Теперь ему пятьдесят. Он прекрасно сохранился.
Со дня удаления больной почки он не болел ни одного дня. Он живет в Париже и все еще мечтает о дне, когда Россия вернется к нему. Он все еще идеалист. Ему, как и всегда, недостает суровости революционера, добившегося победы революции. У него два сына. Оба инженеры и оба работают в Англии.
По странному совпадению и Керенский, и Ленин, и Протопопов (самый сумасшедший из царских министров) родом из одного и того же волжского города — Симбирска. Керенский происходит из рода православных священников. Его отец был государственным чиновником и поверенным в делах Ленина. Это была единственная связь между ними. Керенский никогда не встречался с Лениным и видел его раз или два издали.
Тогда же я познакомился и с другими революционерами: Борисом Савинковым, Филоненко, Черновым, Зензиновым, Рудневым — новым городским головой Москвы, Урновым — председателем Совета солдатских депутатов, Минором, почтенным эсеровским редактором, Прокоповичем и женой его Екатериной Кусковой — эта замечательная пара как по внешности, так и по работе свободно может быть названа русским двойником супругов Сидней Вебб. Когда-нибудь, когда русская революция так же скроется во мраке времени, как французская, их имена войдут в русскую историю. Иностранному же читателю все эти имена, за исключением Савинкова, ничего не говорят.

• **СОХРАНЁННЫЕ ДАННЫЕ**:
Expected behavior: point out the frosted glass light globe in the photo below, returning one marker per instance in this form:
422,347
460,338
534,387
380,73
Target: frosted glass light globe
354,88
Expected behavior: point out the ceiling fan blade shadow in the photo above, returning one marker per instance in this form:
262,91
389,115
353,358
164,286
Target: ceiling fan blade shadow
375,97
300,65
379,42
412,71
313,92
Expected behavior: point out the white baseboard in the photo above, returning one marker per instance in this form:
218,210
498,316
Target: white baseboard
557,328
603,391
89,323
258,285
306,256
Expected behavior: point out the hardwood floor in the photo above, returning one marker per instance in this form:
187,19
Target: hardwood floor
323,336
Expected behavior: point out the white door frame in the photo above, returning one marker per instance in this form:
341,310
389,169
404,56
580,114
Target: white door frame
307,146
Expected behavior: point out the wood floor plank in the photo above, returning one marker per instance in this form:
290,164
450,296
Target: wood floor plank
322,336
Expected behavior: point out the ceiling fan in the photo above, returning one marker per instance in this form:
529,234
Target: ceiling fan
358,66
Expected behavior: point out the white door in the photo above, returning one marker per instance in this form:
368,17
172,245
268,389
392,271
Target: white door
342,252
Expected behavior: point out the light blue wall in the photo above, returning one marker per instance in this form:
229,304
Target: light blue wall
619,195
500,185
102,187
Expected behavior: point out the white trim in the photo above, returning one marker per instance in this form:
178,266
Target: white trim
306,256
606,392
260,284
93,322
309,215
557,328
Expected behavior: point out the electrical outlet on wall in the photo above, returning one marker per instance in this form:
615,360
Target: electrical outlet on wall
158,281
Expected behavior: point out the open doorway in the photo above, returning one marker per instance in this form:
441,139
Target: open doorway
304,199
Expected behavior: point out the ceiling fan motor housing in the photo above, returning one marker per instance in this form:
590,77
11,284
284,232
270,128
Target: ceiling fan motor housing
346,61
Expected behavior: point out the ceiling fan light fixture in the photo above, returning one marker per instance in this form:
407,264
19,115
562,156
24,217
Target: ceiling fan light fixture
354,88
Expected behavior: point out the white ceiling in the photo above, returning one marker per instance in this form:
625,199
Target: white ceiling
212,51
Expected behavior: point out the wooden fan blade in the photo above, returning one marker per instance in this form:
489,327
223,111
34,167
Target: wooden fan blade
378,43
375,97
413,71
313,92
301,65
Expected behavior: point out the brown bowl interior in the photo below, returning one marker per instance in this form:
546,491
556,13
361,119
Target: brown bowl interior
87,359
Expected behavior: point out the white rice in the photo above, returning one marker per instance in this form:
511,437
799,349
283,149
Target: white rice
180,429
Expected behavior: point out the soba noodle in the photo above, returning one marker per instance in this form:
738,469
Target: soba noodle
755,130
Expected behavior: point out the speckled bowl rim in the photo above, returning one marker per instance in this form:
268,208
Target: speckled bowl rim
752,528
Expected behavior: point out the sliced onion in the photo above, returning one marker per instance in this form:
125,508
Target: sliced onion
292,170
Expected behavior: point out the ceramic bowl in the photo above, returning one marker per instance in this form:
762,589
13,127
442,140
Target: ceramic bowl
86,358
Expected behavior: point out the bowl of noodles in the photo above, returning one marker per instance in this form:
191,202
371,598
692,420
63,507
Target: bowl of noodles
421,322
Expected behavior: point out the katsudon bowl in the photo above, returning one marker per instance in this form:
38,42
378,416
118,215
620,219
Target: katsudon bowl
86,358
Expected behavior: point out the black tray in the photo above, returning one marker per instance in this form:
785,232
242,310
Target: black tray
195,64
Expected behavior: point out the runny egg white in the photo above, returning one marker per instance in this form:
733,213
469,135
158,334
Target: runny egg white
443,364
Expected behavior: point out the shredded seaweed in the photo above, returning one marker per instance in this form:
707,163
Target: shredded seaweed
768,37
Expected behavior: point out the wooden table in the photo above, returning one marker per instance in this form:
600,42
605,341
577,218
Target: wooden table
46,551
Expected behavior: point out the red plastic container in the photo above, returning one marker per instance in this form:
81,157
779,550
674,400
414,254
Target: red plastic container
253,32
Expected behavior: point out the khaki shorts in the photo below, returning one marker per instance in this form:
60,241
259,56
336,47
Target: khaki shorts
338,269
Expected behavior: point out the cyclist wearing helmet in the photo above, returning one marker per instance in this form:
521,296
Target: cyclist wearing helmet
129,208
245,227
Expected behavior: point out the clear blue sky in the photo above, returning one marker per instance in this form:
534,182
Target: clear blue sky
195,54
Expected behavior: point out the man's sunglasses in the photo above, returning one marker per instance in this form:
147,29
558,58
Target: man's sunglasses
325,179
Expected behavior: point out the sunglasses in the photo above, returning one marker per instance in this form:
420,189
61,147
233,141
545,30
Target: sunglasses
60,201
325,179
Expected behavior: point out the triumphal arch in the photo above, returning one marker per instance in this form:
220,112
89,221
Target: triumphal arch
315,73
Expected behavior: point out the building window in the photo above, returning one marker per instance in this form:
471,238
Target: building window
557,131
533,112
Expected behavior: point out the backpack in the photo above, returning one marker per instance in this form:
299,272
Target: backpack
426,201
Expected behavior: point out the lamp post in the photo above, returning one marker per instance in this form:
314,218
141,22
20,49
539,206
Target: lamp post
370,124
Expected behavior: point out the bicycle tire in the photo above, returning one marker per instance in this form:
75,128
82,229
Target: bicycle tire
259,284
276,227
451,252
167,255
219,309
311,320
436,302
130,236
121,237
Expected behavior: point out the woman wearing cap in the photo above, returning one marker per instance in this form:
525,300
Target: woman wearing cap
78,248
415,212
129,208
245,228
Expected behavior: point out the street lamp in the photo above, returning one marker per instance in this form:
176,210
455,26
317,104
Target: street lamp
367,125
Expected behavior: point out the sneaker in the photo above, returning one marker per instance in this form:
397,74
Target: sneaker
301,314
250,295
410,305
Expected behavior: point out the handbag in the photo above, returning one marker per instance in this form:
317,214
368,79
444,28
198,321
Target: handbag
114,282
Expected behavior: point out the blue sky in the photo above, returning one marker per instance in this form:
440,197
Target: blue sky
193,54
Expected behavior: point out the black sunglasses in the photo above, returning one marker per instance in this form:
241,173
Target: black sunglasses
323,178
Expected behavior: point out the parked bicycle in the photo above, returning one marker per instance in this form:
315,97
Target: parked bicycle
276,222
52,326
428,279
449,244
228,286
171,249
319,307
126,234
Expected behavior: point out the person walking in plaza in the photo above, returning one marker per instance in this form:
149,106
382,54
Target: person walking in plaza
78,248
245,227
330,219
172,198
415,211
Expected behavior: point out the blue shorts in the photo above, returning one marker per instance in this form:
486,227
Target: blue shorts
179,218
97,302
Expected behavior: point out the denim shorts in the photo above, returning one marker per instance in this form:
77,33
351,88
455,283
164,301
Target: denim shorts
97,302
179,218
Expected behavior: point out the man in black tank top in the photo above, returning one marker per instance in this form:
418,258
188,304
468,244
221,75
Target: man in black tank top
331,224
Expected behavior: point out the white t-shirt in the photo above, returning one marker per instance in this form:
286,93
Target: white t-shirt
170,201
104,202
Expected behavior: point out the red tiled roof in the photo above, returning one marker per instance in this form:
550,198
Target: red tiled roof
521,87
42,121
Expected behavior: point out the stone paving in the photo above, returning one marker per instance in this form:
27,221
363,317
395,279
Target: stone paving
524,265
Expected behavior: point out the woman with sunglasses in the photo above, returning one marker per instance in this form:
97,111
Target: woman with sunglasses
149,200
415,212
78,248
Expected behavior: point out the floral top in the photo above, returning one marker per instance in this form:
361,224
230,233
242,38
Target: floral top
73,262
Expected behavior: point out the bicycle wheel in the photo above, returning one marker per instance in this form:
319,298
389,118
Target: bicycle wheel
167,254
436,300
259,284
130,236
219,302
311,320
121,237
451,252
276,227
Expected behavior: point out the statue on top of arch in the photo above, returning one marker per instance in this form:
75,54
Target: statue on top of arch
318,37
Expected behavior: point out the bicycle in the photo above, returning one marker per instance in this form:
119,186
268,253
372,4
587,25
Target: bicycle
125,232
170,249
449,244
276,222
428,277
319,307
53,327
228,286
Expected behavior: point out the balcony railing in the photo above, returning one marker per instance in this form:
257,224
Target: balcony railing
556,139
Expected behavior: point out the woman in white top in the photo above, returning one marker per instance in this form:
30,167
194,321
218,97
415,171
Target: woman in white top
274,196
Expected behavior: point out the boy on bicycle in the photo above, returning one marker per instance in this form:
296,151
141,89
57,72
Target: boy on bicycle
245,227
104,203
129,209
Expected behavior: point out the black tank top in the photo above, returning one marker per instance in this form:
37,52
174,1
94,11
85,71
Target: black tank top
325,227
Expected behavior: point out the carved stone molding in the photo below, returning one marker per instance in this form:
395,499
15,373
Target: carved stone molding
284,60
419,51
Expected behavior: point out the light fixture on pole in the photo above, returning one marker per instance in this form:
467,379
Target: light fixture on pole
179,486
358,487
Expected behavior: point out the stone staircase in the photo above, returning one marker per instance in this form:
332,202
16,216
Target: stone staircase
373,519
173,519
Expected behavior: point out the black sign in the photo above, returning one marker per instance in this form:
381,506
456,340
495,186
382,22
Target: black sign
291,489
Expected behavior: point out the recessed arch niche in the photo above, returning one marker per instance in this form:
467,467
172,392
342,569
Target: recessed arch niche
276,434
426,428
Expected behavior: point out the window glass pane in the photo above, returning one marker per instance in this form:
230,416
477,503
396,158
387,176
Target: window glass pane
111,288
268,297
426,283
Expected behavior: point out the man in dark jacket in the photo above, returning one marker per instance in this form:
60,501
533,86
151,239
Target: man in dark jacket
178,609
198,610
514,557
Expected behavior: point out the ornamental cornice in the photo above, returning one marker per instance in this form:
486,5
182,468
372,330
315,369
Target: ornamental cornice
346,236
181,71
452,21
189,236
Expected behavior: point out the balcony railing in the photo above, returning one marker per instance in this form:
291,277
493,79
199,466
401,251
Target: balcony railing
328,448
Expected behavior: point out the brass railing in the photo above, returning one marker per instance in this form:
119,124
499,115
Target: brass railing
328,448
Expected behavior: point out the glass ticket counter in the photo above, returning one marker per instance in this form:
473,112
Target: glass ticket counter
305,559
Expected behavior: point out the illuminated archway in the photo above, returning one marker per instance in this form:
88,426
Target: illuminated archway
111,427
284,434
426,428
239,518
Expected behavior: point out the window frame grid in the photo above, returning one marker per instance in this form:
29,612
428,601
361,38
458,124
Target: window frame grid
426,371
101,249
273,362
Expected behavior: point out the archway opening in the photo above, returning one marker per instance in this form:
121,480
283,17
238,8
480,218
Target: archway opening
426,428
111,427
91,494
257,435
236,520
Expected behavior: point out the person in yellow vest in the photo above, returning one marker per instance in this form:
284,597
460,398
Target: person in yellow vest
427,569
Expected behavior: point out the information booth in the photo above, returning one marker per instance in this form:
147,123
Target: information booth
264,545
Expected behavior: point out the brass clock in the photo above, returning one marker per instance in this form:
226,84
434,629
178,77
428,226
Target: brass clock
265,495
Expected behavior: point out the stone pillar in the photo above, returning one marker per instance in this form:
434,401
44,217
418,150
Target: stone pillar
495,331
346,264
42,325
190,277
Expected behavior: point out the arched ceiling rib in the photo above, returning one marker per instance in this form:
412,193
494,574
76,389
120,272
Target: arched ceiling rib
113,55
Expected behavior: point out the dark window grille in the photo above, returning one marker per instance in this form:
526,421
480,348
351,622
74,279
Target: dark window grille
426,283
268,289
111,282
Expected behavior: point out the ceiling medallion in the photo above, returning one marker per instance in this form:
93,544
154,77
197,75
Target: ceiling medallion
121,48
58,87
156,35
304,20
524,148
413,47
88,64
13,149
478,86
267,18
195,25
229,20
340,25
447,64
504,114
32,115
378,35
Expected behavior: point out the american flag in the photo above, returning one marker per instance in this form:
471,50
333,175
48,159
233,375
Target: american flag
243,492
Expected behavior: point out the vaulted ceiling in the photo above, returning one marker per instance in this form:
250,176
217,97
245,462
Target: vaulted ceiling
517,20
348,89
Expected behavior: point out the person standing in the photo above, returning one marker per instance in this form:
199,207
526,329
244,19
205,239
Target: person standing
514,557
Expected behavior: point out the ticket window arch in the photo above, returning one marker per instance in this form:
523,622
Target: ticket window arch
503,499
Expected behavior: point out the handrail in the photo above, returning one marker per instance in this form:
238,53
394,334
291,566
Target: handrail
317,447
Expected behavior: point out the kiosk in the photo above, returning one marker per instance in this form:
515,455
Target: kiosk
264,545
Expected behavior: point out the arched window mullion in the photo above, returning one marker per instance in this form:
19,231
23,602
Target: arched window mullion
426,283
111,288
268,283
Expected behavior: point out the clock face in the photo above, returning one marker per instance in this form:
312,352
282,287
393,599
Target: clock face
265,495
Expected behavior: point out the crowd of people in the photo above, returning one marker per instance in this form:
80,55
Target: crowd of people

• **ЗАДАНИЯ**:
1: Из какого города, согласно исходному тексту, родом Керенский, Ленин и Протопопов?
2: Определите и выпишите все строки записей, в которых встречается слово «archway». Регистр букв учитывается.

• **ОТВЕТЫ**:
1: Из волжского города Симбирска.

2:
Expected behavior: point out the illuminated archway in the photo above, returning one marker per instance in this form:
Target: illuminated archway
Expected behavior: point out the archway opening in the photo above, returning one marker per instance in this form:
Target: archway opening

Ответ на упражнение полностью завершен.